▶ _SELECTION_
A drawback of such procedure consists in the fact that oil employed for causing coal to cake is normally left behind in the product, with a consequent remarkable increase in the costs of processing.
On the other hand, the recovery of the caking agent possibly performed would cause an economic burden that would be onerous at the same or even at a higher extent because of the poor volatility of the products mentioned.
In order to obviate such drawbacks, use has been made of volatile hydrocarbon solvents and their derivatives as caking agents, which compounds can be recovered after the inorganic matter has been removed. The light hydrocarbon solvents employed are mainly n-pentane, n-hexane, petroleum ethers and their fluoro-chloroderivatives (Freons). Said solvents generally show selectivities higher than heavy solvents, but they show the drawback with respect to the latter of having lower bridging power, so that some coals having more unfavourable surface properties cake with heavier oils but they do not cake with light oils.

Collection entries
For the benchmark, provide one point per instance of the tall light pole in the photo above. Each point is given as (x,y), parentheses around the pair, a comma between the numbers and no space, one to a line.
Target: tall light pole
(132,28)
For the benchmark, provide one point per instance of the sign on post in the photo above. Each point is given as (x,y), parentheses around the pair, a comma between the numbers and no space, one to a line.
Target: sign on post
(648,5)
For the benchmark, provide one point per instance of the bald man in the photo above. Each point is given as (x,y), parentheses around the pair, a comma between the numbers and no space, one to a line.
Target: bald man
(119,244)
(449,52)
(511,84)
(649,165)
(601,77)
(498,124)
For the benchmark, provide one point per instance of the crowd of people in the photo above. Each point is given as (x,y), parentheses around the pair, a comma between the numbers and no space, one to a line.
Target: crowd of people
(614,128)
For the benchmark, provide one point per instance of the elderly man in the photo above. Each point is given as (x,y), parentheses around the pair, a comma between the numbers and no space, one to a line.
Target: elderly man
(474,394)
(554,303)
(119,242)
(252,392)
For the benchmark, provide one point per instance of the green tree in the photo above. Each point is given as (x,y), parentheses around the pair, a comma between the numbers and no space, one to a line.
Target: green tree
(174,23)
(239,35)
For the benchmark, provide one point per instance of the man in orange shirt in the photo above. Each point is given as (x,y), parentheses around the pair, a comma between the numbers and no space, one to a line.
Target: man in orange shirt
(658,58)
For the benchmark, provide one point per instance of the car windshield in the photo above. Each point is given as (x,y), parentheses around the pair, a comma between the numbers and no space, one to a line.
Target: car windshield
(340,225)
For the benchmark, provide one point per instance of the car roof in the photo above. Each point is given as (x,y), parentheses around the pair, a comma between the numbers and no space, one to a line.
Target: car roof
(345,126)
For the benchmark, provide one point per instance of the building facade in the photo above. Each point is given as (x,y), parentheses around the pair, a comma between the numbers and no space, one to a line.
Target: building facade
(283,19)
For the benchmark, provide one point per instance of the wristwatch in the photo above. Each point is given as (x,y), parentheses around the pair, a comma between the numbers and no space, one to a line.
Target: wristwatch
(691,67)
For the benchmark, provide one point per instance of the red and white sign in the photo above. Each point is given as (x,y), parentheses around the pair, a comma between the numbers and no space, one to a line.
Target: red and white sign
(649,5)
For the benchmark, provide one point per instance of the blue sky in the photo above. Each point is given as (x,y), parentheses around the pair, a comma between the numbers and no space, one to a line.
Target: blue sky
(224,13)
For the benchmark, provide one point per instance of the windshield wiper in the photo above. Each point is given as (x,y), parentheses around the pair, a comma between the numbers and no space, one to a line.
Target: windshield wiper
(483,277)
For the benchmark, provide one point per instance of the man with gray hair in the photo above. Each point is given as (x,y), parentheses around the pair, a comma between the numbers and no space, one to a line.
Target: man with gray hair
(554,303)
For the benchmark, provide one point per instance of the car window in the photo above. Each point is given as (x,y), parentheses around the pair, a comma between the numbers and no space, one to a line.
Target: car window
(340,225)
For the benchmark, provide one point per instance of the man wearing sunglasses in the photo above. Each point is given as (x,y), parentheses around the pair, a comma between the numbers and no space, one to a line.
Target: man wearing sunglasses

▶ _DIRECTIONS_
A – List the light hydrocarbon solvents that the passage on coal caking agents names as being employed.
B – Filter the records, copying every line that contains the word "gray". Case counts.

▶ _WORKED SOLUTIONS_
A –
n-pentane
n-hexane
petroleum ethers
fluoro-chloroderivatives (Freons)

B –
For the benchmark, provide one point per instance of the man with gray hair in the photo above. Each point is given as (x,y), parentheses around the pair, a comma between the numbers and no space, one to a line.
Target: man with gray hair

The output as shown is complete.